Tasks for this exercise:
**a.** From the L5R discussion, output the passage between "May I ask why" and "is becoming antagonistic.", inclusive.
**b.** In the L5R discussion's example about the honorable ronin, list every clan territory he lives in, in the order he lives there.

## START Text provided

The thing is, if one is moving to a system already owned by FFG rather than keeping the broken system L5R has previously been poorly modeled under, it would be much easier to start with a generally approach that any clan can have any of the basic roles and then giving specific clans special advantages through unique purchasable talents/techniques rather than starting by insisting every person from every clan fit into a single specific mold and then trying to expand those roles so that other clans can take them.
Edited by TheHobgoblyn

The thing is, if one is moving to a system already owned by FFG rather than keeping the broken system L5R has previously been poorly modeled under , it would be much easier to start with a generally approach that any clan can have any of the basic roles and then giving specific clans special advantages through unique purchasable talents/techniques rather than starting by insisting every person from every clan fit into a single specific mold and then trying to expand those roles so that other clans can take them.

May I ask why you like L5R? I'm asking because by reading what I've highlighted and seeing that each edition from the first has been done the same way, I wouldn't even bothered about another edition of a game that I found "broken". That's why I left D&D, specially when I've tried other system. It's not bad to move on, or simply use the setting with a system of another game.

So yeah, I'm wondering why you like L5R?

Ultimately, this is becoming antagonistic.

No, L5R is not a generic Samurai game, nor should it be. However, proprietary specialization shouldn't exist either.

In all of this back and forth, again, something has been ignored. There are millions, if not billions of samurai in Rokugan. The way the school system is structured, most likely, would be something along the line of a "school" having multiple dojo, with one of these being designated as the main school. The further away from cities, towns and military installations one gets, the more likely one is to encounter a generalized school, or even a specialized school that doesn't belong in the stereotype of the clan's land that it is found in.

Take for instance, a ronin. An honorable ronin. He started out as a Disciple of Sun Tao. In Crane territory. Crane have a disliking of ronin, unless said ronin are saving their asses. Even then, it's a crapshoot. So, after dueling alot of Crane, he eventually learns to mimic part of their style. But, he doesn't like where he is, so he moves. He moves Dragon lands, because he enjoys relative peace. He makes a friend, and they practice. He takes what he has learned from watching and fighting the Crane, and uses it with what he already knows from Sun Tao, and picks up some of the Dragon's technique. He eventually combines the stuff he learned from the two, using it and practicing it until he can actually implement it with no thought or wasted effort. It becomes a technique. He continues this, picking up something from a Shiba Yojimbo and a Scorpion Yojimbo and combining the two, and so on. He eventually winds up retiring in Unicorn Lands, where, again, there is relative peace. He marries into the Shinjo Family to an ugly daughter who has no political standing whatsoever, and takes the name. His small dowry is used to establish a dojo. Thus, a new dojo for Shinjo samurai out in the ass end of nowhere, that can't get into a THE Shinjo Bushi school is created. Their focus is as yojimbo serving to Unicorns. They might get a bit of a boost from the Shinjo Magistrates, so that they can actually be of wider use to the clan, but all in all, they are a dueling school.

## END Text provided
## START Entries

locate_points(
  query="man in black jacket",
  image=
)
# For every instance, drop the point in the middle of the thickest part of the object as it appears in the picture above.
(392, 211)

## END Entries

Responses to the exercise:
**a.**
May I ask why you like L5R? I'm asking because by reading what I've highlighted and seeing that each edition from the first has been done the same way, I wouldn't even bothered about another edition of a game that I found "broken". That's why I left D&D, specially when I've tried other system. It's not bad to move on, or simply use the setting with a system of another game.

So yeah, I'm wondering why you like L5R?

Ultimately, this is becoming antagonistic.

**b.**
1. Crane territory
2. Dragon lands
3. Unicorn Lands